What you need to do ▸
1. Answer these questions using the review of the anthology Vancouver Poetry, one line each:
(a) Who edited Vancouver Poetry, and in what year?
(b) Who translated Blaise Cendrars' "Documentaries: VIII. Vancouver"?
(c) How many pages long is Joe Rosenblatt's "Milton & The Swan"?
2. Resume the review of the anthology Vancouver Poetry, starting after its final sentence.

-- BEGIN Passage shown --

There're a couple of recent anthologies of Vancouver based poetry out, neither of which I've yet had a chance to read. But since I'm soon to write a review of three recent collections of poems that are set in the Lower Mainland, each by a single author, I thought it interesting to go back to an earlier anthology -- Vancouver Poetry -- edited by Allan Safarik in 1986.
Roughly chronological in outlay, Vancouver Poetry at times scuttles this approach to interface poems with the same locale, theme, and/or image(s). Red Lane's "Death Of A Poet" and Milton Acorn's "Words Said Sitting On A Rock" have each author commemorating their effort to the other. Speaking of Acorn, there's a hilarious five page passage by Joe Rosenblatt, more correctly described as a short story: "Milton & The Swan", the highlight being, " 'Did you know that the first case of bestiality occurred with Leda and the swan and that ...'/'Forget it, Milt,' I said. 'I FEEL DEPRESSED.'
I like Safarik's catholic approach of allowing "furreners" into the mix, since the anthology focusses on Vancouver as nebulous backdrop or initial motivation, not in-house birth certificate-stamped clubbiness and intercity xenophobia. From this, we get (of all people) Blaise Cendrars' "Documentaries: VIII. Vancouver". The poem is pedestrian (or perhaps simply poorly translated by Monique Chefdor), but the ending -- with narrator on ship --is lovely: "on the/starboard quarter Samoyed dogs are climbing up/Flaxen in the grey-white-yellow/As if fog was being taken in freight." Unfortunately, in the same vein (or is that "vain"), we have an entry by Jack Spicer entitled "Seven Poems For The Vancouver Festival" where his faux-vatic somnolence- inducing poetics masquerading as poems litter the whiteness: "Nothing but the last sun falling in the last oily water by the docks/They fed the lambs sugar all winter/Nothing but that. The last sun falling in the last oily water by the docks."

-- END Passage shown --
-- BEGIN Dataset excerpt --

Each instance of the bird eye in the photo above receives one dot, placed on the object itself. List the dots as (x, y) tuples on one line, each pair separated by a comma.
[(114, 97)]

-- END Dataset excerpt --

Task results ▸
1.
(a) Allan Safarik, in 1986.
(b) Monique Chefdor.
(c) Five pages.

2.
An eclectic stew of nuggets (or, rather, chestnuts), curios, and needles in haystacks (more on that at post's end), this collection is what every honest anthology piecing should be: an adventure, a risk-taking. Yes, there is Pauline Johnson's "The Lost Lagoon", with its fascinating mix of deft phrasing, colour, and straining sentiment ("I dream tonight that my paddle blurs/The purple shade where the seaweed stirs,"), rightly included. But there is also the (at the time) unpublished poet Tim Lander's mini-"Howl", the eight-page "Gods". Concise, yet honestly spilling along in terse-lined emotional enjambments; metaphorically simple yet apt, and unfolding in sinister detail and entrapment; prophetic and historically wise at the same time: "Gods" is a found gem by an editor who cares enough to dig up neglected or unseen keepers, and who then has the courage to print it, knowing that the solidified weight of collective belief always prefers what others have already enshrined. Bravo, Safarik.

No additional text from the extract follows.